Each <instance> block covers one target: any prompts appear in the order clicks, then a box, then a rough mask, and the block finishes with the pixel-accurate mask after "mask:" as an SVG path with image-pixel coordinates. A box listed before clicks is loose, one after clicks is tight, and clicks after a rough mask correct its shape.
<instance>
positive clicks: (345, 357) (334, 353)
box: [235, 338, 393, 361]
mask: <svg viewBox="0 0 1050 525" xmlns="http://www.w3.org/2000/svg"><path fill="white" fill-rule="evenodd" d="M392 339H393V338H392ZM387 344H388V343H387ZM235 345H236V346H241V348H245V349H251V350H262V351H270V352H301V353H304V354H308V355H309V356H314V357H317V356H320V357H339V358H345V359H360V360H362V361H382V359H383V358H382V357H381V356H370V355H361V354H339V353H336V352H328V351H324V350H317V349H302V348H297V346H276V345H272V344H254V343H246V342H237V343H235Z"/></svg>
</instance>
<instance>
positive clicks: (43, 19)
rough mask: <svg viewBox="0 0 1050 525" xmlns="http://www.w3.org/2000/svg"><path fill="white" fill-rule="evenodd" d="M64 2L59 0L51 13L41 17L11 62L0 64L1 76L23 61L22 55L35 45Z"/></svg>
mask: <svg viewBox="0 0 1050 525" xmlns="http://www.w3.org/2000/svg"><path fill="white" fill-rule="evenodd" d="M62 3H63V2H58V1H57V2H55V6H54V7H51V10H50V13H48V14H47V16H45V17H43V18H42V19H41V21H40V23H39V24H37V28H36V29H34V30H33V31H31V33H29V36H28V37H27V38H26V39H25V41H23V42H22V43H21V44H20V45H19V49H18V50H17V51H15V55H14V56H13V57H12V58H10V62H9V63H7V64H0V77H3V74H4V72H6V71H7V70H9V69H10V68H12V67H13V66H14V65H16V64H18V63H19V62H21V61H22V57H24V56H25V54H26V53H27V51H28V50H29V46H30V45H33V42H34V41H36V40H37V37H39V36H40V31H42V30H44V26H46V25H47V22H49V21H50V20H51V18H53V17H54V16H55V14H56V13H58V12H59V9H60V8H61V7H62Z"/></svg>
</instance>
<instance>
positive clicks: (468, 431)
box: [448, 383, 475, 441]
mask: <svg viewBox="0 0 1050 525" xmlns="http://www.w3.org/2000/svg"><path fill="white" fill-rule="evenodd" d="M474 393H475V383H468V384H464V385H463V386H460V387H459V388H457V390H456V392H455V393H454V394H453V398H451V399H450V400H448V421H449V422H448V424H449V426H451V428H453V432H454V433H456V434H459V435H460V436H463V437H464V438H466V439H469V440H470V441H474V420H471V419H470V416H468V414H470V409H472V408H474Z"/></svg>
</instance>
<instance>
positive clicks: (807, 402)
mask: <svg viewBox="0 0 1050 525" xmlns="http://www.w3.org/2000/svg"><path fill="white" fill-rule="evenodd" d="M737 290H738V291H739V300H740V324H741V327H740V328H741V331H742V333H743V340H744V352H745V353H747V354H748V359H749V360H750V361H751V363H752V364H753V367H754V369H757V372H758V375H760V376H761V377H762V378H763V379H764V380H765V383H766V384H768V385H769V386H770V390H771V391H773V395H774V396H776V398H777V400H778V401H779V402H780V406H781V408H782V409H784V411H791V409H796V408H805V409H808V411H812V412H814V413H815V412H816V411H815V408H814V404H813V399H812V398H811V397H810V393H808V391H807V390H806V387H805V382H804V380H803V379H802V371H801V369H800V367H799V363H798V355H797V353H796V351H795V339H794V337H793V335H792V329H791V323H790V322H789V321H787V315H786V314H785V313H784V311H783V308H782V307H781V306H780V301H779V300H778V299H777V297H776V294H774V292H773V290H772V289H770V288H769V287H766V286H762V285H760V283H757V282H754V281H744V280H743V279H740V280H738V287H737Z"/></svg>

• [WORK TO BE COMPLETED]: Word for word, copy out all of the data shown above.

• [RESPONSE FOR THIS EXERCISE]:
Each <instance> block covers one target: any prompts appear in the order clicks, then a box, then a rough mask, and the block finishes with the pixel-accurate mask after "mask:" as an SVG path with image-pixel coordinates. A box listed before clicks is loose, one after clicks is tight, and clicks after a rough mask correct its shape.
<instance>
positive clicks: (345, 357) (334, 353)
box: [235, 338, 393, 361]
mask: <svg viewBox="0 0 1050 525" xmlns="http://www.w3.org/2000/svg"><path fill="white" fill-rule="evenodd" d="M392 339H393V338H392ZM387 344H388V343H387ZM235 345H236V346H241V348H245V349H251V350H262V351H270V352H301V353H304V354H308V355H309V356H314V357H317V356H320V357H339V358H345V359H360V360H362V361H382V359H383V358H382V357H381V356H370V355H361V354H339V353H336V352H328V351H324V350H317V349H302V348H297V346H276V345H272V344H254V343H246V342H237V343H235Z"/></svg>
</instance>
<instance>
positive clicks: (43, 19)
rough mask: <svg viewBox="0 0 1050 525" xmlns="http://www.w3.org/2000/svg"><path fill="white" fill-rule="evenodd" d="M64 2L59 0L51 13L41 17L11 62L0 64L1 76L23 61L22 55L35 45Z"/></svg>
mask: <svg viewBox="0 0 1050 525" xmlns="http://www.w3.org/2000/svg"><path fill="white" fill-rule="evenodd" d="M62 3H63V2H58V1H57V2H55V6H54V7H51V10H50V13H48V14H47V16H45V17H43V18H42V19H41V21H40V23H39V24H37V28H36V29H34V30H33V31H31V33H29V36H28V37H27V38H26V39H25V41H23V42H22V43H21V44H20V45H19V49H18V50H17V51H15V55H14V56H13V57H12V58H10V62H9V63H7V64H0V77H3V74H4V72H6V71H7V70H9V69H10V68H12V67H13V66H14V65H16V64H18V63H19V62H21V61H22V57H24V56H25V54H26V53H27V51H28V50H29V46H30V45H33V42H34V41H36V40H37V37H39V36H40V31H42V30H44V26H46V25H47V22H49V21H50V20H51V18H53V17H54V16H55V14H56V13H58V12H59V9H60V8H61V7H62Z"/></svg>
</instance>
<instance>
positive clicks: (468, 431)
box: [448, 383, 475, 441]
mask: <svg viewBox="0 0 1050 525" xmlns="http://www.w3.org/2000/svg"><path fill="white" fill-rule="evenodd" d="M474 393H475V383H468V384H464V385H463V386H460V387H459V388H457V390H456V392H455V393H454V394H453V398H451V399H450V400H448V421H449V422H448V424H449V426H451V428H453V432H454V433H456V434H459V435H460V436H463V437H464V438H466V439H469V440H470V441H474V420H471V419H470V416H468V414H470V409H472V408H474Z"/></svg>
</instance>
<instance>
positive clicks: (807, 402)
mask: <svg viewBox="0 0 1050 525" xmlns="http://www.w3.org/2000/svg"><path fill="white" fill-rule="evenodd" d="M737 290H738V291H739V300H740V324H741V327H740V328H741V331H742V333H743V340H744V352H745V353H747V354H748V359H749V360H750V361H751V363H752V364H753V367H754V369H757V372H758V375H760V376H761V377H762V378H763V379H764V380H765V383H766V384H768V385H769V386H770V390H771V391H773V395H774V396H776V398H777V400H778V401H779V402H780V406H781V408H782V409H784V411H791V409H796V408H805V409H808V411H812V412H814V413H815V412H816V411H815V408H814V404H813V399H812V398H811V397H810V393H808V391H807V390H806V387H805V382H804V380H803V379H802V371H801V369H800V367H799V363H798V355H797V353H796V351H795V339H794V337H793V335H792V329H791V323H790V322H789V321H787V315H786V314H785V313H784V311H783V308H782V307H781V306H780V301H779V300H778V299H777V297H776V294H774V292H773V290H772V289H770V288H769V287H766V286H762V285H760V283H757V282H754V281H744V280H743V279H740V280H738V287H737Z"/></svg>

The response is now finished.